| Exercise instructions |
Using the material below, return exactly the lines between the one holding "Target: green bowl rim" and the one holding "Target: yellow bowl", inclusive, and no others.

| The input |
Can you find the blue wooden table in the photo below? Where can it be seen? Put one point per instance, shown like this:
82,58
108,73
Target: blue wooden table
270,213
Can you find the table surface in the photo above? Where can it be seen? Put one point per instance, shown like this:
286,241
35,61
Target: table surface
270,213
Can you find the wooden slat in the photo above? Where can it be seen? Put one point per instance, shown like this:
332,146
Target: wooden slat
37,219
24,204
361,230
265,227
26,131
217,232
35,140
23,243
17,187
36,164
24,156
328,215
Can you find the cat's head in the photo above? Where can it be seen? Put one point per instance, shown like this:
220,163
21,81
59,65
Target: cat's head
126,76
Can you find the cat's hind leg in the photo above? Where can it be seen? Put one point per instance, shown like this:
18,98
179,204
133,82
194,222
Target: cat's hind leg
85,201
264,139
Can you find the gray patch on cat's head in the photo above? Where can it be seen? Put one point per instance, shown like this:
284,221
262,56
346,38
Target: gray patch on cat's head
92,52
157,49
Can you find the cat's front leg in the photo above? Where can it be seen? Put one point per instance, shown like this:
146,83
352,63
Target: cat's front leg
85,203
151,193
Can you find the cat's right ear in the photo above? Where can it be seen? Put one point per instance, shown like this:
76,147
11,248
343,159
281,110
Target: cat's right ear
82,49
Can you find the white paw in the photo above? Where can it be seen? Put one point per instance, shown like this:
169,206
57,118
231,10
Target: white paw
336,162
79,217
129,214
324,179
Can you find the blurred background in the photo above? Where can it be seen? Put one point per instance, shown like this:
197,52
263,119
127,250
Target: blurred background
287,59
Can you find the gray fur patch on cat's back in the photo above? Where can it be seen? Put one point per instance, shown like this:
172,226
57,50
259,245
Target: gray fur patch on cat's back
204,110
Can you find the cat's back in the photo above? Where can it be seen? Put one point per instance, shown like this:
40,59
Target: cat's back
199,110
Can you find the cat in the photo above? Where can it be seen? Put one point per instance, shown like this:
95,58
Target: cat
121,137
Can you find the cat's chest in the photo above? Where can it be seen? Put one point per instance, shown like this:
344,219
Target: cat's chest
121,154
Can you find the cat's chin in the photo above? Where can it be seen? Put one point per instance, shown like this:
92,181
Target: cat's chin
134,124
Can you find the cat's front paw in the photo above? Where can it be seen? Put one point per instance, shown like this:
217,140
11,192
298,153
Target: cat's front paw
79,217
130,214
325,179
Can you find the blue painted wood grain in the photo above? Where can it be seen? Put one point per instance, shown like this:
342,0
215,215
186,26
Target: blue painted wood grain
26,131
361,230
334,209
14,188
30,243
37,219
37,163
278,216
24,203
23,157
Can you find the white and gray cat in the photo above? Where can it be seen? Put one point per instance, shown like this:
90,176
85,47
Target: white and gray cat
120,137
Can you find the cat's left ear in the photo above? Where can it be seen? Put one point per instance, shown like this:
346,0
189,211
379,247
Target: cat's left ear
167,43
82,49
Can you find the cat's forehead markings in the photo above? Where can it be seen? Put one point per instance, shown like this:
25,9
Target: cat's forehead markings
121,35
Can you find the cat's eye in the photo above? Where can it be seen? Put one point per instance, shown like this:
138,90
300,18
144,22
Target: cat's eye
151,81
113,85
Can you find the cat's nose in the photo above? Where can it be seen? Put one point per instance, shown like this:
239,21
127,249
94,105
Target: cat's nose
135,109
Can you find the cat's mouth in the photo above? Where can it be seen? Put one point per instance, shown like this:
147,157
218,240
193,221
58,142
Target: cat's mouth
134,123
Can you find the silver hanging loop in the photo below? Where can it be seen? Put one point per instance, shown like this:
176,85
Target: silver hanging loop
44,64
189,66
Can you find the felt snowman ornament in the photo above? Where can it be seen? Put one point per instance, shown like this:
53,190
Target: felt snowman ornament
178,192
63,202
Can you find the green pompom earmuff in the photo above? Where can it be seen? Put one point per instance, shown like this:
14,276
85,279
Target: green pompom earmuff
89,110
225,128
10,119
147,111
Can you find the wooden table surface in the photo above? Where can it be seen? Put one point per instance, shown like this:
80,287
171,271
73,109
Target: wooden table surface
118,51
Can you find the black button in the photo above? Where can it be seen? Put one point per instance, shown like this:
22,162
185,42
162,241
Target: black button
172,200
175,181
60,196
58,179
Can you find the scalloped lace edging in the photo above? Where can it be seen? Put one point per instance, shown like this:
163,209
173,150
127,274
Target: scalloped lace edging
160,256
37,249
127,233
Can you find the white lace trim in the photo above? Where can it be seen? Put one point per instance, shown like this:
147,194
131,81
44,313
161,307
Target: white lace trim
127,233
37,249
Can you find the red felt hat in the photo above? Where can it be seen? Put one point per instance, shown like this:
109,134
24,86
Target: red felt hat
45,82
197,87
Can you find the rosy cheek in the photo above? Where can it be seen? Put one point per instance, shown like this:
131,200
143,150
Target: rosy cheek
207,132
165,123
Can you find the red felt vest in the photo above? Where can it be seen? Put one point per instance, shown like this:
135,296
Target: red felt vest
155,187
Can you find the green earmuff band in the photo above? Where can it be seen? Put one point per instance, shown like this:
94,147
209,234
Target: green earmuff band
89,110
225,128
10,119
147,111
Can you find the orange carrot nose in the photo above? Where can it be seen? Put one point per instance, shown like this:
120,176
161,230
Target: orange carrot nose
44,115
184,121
---
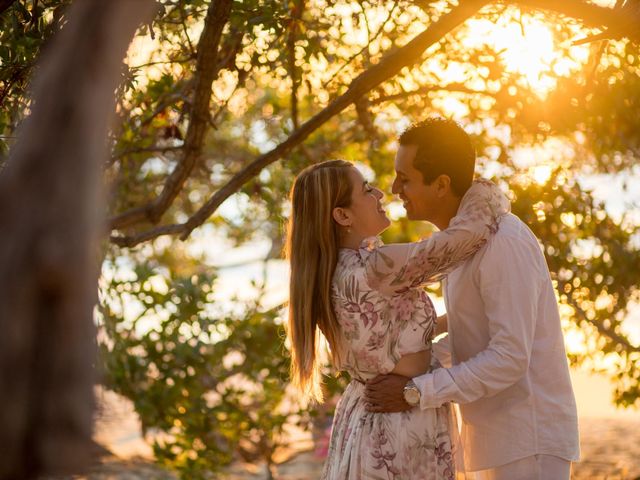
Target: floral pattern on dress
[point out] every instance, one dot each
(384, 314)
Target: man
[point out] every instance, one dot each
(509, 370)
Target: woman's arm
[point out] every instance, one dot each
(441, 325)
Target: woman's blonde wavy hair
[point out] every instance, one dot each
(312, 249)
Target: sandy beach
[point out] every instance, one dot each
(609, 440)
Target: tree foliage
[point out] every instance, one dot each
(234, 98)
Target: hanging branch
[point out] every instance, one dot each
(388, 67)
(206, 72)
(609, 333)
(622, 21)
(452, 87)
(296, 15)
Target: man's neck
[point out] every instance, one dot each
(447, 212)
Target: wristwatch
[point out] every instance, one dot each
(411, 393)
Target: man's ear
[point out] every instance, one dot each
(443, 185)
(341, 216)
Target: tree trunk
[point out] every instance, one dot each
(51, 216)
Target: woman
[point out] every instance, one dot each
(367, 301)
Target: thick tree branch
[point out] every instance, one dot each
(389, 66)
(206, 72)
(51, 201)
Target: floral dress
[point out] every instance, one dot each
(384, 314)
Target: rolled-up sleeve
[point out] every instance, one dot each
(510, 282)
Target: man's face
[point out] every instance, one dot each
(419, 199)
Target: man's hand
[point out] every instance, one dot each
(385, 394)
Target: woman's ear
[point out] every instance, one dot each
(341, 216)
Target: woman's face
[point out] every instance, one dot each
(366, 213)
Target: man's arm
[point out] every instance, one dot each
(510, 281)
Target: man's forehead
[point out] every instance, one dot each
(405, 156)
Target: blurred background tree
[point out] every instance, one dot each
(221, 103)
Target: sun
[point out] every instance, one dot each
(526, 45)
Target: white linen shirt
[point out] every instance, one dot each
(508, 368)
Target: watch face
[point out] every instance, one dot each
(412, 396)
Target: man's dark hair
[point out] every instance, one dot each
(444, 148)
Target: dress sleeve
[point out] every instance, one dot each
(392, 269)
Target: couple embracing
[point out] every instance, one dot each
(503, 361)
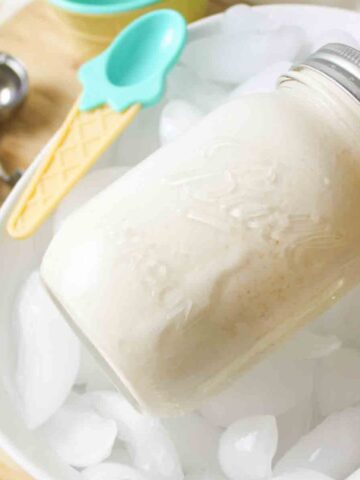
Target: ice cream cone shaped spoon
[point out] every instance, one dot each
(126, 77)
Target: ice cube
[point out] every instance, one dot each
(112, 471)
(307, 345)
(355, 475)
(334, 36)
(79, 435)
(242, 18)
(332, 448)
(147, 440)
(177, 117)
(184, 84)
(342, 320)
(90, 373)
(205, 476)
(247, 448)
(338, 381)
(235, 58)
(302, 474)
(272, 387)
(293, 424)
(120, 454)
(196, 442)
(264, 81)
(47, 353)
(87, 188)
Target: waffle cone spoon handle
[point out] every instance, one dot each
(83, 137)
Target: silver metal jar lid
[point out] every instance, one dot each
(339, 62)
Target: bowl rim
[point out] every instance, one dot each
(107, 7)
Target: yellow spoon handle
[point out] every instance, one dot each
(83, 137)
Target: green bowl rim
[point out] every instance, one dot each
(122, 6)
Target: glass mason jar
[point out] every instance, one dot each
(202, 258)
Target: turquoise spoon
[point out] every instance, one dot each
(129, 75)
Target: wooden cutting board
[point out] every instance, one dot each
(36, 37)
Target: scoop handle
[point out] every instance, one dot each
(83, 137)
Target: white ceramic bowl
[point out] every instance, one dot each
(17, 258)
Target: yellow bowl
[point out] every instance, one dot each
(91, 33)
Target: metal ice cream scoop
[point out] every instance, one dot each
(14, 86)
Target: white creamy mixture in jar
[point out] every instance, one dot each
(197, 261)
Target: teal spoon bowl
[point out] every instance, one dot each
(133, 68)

| Task response |
Target: green bowl rim
[point out] every instance, one dot each
(122, 6)
Target: glass mason jar
[point out] every instance, one dot each
(202, 258)
Target: turquoise spoon
[point out] every instance, one dot each
(129, 75)
Target: wooden cutting board
[point out] every instance, one dot each
(36, 37)
Target: scoop handle
[point out] every instance, one dot each
(83, 137)
Target: white ceramic bowl
[point out] every instance, one dot each
(17, 258)
Target: yellow bowl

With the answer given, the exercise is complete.